SHORT TASK:
Turn the records below into a JSON list of strings, one string per line, skipping any blank lines. Leave the pictures out of your answer.

(Dataset records on object locations)
===============

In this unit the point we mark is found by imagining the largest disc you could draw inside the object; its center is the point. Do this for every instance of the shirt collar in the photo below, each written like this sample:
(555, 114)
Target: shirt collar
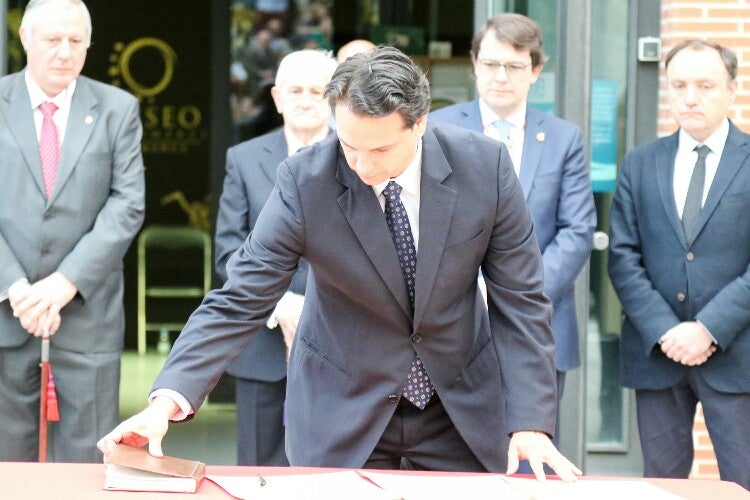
(409, 178)
(37, 95)
(715, 141)
(517, 118)
(294, 144)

===============

RESPONSE TO THIS EXERCISE:
[
  "In this unit the point we mark is found by imagining the largest disc you could draw inside the object; its center is the point. Do this for every instance of the shirt collar in the photo below, each written like this sample:",
  "(555, 114)",
  "Target: shirt collar",
  "(409, 178)",
  "(37, 95)",
  "(715, 141)",
  "(517, 118)",
  "(294, 144)"
]